(Work required): Repeat the lines below exactly, from the line containing "query: dacia logo on jersey" through the line containing "[138,125,191,150]", including both of those lines.

[Rows of box annotation data]
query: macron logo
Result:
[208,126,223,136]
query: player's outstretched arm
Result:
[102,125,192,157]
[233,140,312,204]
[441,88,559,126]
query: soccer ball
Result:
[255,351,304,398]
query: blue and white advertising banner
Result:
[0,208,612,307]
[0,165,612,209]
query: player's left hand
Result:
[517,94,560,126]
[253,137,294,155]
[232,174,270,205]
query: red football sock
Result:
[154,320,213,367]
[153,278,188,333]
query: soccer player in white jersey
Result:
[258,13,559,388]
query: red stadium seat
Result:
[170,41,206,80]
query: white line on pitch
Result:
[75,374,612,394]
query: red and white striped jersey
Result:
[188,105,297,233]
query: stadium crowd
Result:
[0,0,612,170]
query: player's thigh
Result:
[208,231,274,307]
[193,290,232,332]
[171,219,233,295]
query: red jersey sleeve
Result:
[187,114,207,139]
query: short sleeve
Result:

...

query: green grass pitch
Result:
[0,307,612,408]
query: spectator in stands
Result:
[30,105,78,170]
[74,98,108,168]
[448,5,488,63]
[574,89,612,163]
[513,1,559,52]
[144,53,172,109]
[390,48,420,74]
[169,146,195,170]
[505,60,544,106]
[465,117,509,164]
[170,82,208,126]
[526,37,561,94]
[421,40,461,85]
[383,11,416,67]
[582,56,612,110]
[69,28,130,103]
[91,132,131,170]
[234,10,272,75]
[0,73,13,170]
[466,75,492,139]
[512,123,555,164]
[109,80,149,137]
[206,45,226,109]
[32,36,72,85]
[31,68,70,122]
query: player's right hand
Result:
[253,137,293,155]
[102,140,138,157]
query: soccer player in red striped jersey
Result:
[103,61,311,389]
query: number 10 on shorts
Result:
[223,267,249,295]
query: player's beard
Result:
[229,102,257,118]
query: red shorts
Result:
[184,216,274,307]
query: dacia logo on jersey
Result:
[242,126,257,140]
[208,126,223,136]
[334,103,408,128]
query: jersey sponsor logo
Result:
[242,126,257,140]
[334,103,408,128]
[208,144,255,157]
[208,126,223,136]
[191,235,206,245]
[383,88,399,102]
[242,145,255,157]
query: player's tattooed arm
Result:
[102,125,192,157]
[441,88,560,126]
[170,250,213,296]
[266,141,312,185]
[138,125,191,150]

(Output of the exercise):
query: dacia logo on jersey
Result:
[242,126,257,140]
[208,126,223,136]
[334,103,408,128]
query: jersey sponsor logo
Result:
[242,126,257,140]
[334,103,408,128]
[208,144,255,157]
[208,126,223,136]
[191,235,206,245]
[383,88,399,102]
[242,145,255,157]
query: player's tattooed arm
Result:
[102,125,192,157]
[441,88,560,126]
[170,250,213,296]
[266,141,312,185]
[138,125,191,150]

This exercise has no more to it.